» WHAT NEEDS TO BE DONE
Below is a block of records; please copy all of them exactly.

» RECORD SET
* * * * * * * * *

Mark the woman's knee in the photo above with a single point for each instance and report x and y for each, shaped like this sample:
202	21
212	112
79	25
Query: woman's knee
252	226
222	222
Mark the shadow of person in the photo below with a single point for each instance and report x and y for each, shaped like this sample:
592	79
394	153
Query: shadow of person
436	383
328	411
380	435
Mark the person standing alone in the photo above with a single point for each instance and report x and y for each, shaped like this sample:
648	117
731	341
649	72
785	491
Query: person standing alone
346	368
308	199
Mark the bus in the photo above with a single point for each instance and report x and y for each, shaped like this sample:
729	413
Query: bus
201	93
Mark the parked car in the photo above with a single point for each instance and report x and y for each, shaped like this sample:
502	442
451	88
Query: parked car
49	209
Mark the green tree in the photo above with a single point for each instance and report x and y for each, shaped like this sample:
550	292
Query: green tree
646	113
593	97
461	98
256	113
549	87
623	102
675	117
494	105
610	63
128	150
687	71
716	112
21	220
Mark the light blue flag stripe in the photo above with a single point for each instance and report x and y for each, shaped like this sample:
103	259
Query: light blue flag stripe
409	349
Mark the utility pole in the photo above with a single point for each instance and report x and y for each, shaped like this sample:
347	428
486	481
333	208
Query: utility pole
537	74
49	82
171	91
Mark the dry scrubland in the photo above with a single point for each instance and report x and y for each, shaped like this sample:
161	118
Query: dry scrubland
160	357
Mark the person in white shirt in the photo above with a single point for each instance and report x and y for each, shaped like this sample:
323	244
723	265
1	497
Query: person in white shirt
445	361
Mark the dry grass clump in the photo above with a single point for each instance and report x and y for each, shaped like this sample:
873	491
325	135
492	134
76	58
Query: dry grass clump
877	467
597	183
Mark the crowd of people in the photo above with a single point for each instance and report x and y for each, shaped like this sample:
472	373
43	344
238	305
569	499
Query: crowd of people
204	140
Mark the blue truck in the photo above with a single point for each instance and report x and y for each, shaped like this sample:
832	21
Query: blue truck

* * * * * * * * *

» EXERCISE OUTPUT
Mark the woman's knee in the photo above with a single point for each instance and report x and y for each, shaped like this sample:
202	21
212	112
79	25
Query: woman's knee
252	226
222	222
Mark the shadow of person in the photo below with a single point for each instance and report x and y for each, shaped like this sample:
592	79
394	153
Query: shadow of person
436	383
328	411
380	435
Mark the person standing alone in the photo above with a single point for each instance and report x and y for each, shaped like this sample:
648	117
731	341
649	72
785	491
Query: person standing alone
346	368
308	199
Mark the bus in the photo above with a single point for each instance and report x and y for each, shaped like this sample:
729	413
Query: bus
201	93
Mark the parked car in the photo above with a single point for each instance and report x and y for each, shaped like this sample:
502	442
451	88
Query: parked car
49	209
Mark the green tree in the photo above with a single point for each instance and report x and y for each, shaped like this sample:
550	292
Query: green tree
646	113
593	97
461	98
256	113
549	87
623	102
675	117
494	105
610	63
128	150
687	71
716	112
21	220
Mark the light blue flag stripe in the photo above with a single point for each instance and report x and y for each, shaped like this sample:
103	259
Query: light blue flag stripe
409	349
Mark the utility pole in the photo above with a single point for each instance and report x and y for each, shaped like this sample:
347	428
486	481
333	208
Query: utility pole
537	74
49	82
171	91
Mark the dry scrubland in the photo above with a single point for each instance and report x and y for each, shaped like this sample:
161	118
Query: dry scrubland
160	357
Mark the person in white shirt in the photo above with a single point for each instance and report x and y for each, shaped like this sample:
323	244
723	265
1	497
Query: person in white shirt
445	361
Mark the dry grass clump in the photo above with a single point for each instance and report x and y for each, shaped like this sample:
873	491
325	135
492	134
76	58
Query: dry grass clump
877	467
597	183
Mark the crowd of people in the photo above with a single point for each instance and report x and y for each, shaped like this sample:
472	373
43	344
238	305
569	499
Query: crowd of people
204	140
Mark the blue truck in the photo above with a single point for each instance and report x and y for each, shaped like this sample:
832	21
Query: blue truck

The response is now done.